◆ Given task 1:
Return the part of the passage on the King's Gate that begins at the words "The King's Gate was" and stops after the words "Natangen are shown.", copied word for word.

◆ Selected passage:
———
The King's Gate (Russian: Королевские ворота, tr.: Korolevskie vorota, German: Königstor) is one of the former six gates that were built during the 19th century around Kaliningrad (the former German city of Königsberg).

The King's Gate was originally the Gumbinnen Gate (German: Gumbinner Tor), built in 1765 at the edge of the district Neue Sorge. In 1811 it was renamed the King's Gate and was the terminus of the Königstraße boulevard. The gate was redesigned by Friedrich August Stüler in 1850. The west facade has three sandstone statues, made by sculptor Wilhelm Stürmer: nine metres above the ground to the left the Bohemian king Ottokar II is depicted, who was Königsberg's namesake. Frederick I of Prussia, Prussia's first king, follows as the middle statue. To the right Albert, Prussia's first duke and founder of the Albertina university, holds an eye over the city. Above the sculptures the coat of arms of Samland and Natangen are shown.
———
◆ Given task 2:
In the entries below, increase every bounding box coordinate in the answers by 120, beginning at the line that has "For QA review: verify that every red" and stopping after the line that has "32;164;139;267". Give only those lines again, with the requests included.
———
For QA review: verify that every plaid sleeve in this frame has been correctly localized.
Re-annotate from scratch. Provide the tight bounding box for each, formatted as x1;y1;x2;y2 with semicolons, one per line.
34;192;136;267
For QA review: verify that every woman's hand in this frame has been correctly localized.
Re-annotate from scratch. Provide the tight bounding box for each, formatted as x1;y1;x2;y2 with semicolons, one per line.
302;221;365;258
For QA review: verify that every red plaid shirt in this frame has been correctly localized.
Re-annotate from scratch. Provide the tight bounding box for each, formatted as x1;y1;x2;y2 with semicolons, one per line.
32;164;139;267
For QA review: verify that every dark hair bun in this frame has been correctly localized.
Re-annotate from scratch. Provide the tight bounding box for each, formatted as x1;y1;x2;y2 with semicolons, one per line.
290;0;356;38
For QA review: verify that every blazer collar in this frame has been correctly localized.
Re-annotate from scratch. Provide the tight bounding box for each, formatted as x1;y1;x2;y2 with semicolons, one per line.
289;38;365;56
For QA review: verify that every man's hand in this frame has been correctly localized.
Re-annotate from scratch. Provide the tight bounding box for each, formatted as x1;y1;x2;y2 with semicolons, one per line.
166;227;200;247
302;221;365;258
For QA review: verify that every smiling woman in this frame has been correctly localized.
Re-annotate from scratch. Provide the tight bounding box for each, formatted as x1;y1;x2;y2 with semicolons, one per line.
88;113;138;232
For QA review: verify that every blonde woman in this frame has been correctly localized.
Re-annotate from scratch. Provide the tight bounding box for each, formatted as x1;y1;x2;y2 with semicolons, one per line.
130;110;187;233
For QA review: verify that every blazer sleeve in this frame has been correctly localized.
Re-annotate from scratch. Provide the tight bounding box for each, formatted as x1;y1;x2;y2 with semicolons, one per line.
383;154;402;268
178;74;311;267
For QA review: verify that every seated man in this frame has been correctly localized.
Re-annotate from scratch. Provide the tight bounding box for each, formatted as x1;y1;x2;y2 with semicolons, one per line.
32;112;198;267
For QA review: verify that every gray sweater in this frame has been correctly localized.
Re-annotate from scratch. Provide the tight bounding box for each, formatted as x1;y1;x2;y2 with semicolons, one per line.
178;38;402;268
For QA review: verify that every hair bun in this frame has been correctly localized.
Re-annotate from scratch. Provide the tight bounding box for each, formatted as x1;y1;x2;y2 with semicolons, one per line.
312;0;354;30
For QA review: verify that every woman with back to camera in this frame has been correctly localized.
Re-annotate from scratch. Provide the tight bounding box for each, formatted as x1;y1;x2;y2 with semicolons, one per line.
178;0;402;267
———
◆ Correct result 1:
The King's Gate was originally the Gumbinnen Gate (German: Gumbinner Tor), built in 1765 at the edge of the district Neue Sorge. In 1811 it was renamed the King's Gate and was the terminus of the Königstraße boulevard. The gate was redesigned by Friedrich August Stüler in 1850. The west facade has three sandstone statues, made by sculptor Wilhelm Stürmer: nine metres above the ground to the left the Bohemian king Ottokar II is depicted, who was Königsberg's namesake. Frederick I of Prussia, Prussia's first king, follows as the middle statue. To the right Albert, Prussia's first duke and founder of the Albertina university, holds an eye over the city. Above the sculptures the coat of arms of Samland and Natangen are shown.

◆ Correct result 2:
For QA review: verify that every red plaid shirt in this frame has been correctly localized.
Re-annotate from scratch. Provide the tight bounding box for each, formatted as x1;y1;x2;y2 with semicolons, one per line.
152;284;259;387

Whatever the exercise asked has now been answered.